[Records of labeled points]
==========

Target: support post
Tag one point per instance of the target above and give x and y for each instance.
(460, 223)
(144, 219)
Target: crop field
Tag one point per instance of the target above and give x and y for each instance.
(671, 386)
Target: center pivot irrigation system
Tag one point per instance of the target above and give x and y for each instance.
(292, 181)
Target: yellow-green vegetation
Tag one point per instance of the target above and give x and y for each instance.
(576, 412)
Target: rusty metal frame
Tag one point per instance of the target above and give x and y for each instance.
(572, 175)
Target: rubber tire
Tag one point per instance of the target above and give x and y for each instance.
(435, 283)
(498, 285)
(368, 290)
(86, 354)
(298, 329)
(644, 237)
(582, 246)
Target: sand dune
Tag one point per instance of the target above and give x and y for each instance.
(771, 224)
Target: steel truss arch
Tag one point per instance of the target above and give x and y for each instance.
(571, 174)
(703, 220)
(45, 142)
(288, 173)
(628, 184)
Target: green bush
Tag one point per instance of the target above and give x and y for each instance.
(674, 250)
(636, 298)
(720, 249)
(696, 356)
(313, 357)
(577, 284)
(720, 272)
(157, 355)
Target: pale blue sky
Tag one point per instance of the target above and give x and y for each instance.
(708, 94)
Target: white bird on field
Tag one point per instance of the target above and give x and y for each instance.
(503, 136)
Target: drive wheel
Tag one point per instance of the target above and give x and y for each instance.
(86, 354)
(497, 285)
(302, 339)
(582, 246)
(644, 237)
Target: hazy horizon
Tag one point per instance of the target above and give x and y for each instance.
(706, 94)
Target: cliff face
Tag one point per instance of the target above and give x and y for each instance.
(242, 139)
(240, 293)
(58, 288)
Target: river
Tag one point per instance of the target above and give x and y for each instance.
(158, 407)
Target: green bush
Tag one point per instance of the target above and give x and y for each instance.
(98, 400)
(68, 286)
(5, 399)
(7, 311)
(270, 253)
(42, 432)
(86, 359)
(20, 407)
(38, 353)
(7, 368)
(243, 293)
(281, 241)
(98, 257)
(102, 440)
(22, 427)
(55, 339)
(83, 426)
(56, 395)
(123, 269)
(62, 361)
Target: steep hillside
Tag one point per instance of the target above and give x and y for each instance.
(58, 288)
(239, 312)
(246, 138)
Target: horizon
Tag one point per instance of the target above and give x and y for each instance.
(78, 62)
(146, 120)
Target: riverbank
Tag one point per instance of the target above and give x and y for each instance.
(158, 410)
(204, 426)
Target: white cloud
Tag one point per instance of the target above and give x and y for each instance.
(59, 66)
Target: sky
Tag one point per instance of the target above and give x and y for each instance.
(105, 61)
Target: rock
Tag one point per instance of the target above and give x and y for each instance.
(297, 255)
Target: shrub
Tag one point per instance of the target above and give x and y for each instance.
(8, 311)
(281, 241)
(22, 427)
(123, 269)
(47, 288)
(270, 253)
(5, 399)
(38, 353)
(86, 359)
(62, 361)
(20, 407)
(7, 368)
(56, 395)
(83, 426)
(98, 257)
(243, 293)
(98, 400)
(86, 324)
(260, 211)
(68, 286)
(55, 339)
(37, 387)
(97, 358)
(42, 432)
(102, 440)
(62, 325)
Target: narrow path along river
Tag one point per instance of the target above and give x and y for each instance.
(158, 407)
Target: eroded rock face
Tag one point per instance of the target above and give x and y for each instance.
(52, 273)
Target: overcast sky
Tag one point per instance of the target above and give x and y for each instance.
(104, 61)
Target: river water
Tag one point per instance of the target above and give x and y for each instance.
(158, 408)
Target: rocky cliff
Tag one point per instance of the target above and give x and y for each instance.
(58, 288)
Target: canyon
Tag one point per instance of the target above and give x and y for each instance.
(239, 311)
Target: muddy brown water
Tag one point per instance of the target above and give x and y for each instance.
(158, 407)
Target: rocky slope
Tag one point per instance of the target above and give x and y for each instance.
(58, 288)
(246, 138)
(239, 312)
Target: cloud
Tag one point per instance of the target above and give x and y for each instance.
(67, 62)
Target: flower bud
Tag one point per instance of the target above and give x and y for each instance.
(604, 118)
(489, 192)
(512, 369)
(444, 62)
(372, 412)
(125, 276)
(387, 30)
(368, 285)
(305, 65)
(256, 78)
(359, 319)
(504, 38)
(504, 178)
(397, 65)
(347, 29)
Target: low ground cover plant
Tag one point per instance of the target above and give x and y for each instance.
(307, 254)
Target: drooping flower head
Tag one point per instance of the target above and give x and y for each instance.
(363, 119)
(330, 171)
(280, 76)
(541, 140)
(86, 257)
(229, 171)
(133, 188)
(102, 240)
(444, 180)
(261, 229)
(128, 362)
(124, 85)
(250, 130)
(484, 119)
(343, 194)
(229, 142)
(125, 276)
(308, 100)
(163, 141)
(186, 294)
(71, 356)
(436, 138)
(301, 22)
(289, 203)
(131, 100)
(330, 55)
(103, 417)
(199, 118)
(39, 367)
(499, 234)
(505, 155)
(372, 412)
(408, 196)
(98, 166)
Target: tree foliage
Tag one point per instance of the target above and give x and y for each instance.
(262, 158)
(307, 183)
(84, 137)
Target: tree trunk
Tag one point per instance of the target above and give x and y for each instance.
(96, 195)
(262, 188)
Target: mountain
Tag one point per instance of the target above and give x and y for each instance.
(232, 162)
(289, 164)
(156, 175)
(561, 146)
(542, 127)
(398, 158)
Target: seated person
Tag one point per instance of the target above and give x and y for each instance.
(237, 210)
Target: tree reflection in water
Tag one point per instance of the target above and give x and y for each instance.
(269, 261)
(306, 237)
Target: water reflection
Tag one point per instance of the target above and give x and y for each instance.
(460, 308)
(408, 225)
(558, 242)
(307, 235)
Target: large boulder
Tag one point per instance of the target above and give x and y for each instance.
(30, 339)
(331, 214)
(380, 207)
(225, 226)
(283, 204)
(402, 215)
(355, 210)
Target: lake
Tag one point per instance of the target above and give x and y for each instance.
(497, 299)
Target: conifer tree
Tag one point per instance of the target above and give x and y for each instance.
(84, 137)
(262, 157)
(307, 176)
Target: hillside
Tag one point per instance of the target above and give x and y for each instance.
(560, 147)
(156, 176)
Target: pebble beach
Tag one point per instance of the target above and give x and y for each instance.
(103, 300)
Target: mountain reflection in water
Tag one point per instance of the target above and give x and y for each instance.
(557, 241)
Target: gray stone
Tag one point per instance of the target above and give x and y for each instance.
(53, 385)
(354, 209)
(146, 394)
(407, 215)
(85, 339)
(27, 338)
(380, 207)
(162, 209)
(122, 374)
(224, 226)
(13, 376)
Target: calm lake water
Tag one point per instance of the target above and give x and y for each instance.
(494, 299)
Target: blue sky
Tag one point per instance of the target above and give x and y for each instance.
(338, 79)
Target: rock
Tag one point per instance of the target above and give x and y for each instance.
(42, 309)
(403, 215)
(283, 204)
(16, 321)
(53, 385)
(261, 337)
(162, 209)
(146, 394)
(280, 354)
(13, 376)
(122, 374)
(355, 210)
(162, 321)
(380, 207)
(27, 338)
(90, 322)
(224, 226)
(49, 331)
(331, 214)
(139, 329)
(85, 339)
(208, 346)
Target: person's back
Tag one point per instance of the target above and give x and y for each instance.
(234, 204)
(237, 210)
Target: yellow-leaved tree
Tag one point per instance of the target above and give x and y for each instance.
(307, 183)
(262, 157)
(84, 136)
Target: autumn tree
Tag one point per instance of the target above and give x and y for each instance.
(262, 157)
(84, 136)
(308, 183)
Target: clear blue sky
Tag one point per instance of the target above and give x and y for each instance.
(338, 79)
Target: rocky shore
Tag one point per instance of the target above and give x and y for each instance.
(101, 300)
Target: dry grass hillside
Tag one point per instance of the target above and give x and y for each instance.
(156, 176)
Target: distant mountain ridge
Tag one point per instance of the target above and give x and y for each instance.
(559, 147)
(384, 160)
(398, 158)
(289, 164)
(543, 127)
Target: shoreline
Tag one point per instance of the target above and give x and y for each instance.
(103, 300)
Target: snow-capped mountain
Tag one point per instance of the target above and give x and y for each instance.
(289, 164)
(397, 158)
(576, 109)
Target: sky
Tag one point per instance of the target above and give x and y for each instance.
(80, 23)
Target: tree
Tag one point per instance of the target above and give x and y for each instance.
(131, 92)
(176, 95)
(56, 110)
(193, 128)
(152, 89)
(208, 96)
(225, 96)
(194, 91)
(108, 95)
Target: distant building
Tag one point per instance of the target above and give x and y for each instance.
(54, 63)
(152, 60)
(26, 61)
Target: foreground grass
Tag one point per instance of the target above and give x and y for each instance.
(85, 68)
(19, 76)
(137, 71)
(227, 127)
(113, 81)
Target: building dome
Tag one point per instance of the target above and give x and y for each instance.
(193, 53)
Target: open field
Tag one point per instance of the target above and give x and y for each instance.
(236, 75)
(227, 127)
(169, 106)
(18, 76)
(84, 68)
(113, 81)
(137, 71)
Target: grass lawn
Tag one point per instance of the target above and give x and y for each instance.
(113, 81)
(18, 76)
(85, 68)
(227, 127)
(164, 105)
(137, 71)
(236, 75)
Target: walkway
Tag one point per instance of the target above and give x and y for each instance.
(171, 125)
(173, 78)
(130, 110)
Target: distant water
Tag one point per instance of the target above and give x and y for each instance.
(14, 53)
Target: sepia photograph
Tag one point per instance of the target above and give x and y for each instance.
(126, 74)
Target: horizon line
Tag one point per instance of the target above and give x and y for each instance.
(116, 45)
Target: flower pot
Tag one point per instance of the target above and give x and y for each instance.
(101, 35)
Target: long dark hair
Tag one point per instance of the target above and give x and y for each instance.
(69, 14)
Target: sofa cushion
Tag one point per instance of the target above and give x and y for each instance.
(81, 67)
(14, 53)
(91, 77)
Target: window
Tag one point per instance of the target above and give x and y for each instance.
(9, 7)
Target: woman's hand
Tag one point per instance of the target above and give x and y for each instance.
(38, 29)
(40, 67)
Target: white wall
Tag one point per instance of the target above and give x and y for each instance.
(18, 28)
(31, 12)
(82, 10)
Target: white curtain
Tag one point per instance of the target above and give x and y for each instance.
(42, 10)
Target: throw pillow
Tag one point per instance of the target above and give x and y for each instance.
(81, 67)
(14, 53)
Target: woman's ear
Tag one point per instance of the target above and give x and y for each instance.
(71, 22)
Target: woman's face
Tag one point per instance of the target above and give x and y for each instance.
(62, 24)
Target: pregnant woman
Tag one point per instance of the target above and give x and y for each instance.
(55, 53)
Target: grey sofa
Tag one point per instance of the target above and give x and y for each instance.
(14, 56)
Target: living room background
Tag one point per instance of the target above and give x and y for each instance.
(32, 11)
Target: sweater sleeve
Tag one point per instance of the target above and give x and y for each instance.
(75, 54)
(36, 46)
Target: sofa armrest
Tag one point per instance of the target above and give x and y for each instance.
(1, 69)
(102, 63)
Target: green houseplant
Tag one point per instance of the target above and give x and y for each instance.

==========

Task goal: Starting with the line that contains "Target: woman's ear", output every line through the end of the listing above, unchanged.

Answer:
Target: woman's ear
Tag one point per instance of the target above and give x and y for each instance.
(71, 22)
Target: woman's face
Tag one point per instance of the target above and give x and y for each instance.
(62, 24)
Target: pregnant woman
Tag one point per instance of the target above and give x and y for each instance.
(55, 53)
Target: grey sofa
Tag one point per instance of the target above and give x and y for each instance.
(14, 56)
Target: living room background
Tag one point per instance of the target above and give x and y for each instance.
(32, 11)
Target: sweater sleeve
Tag one point per instance of the target above and give x and y for each instance.
(75, 54)
(36, 46)
Target: sofa armrest
Tag one point per instance of the target above and give x and y for each instance.
(1, 69)
(102, 63)
Target: green houseplant
Tag one point per instance of the target above and give x and y for each instance.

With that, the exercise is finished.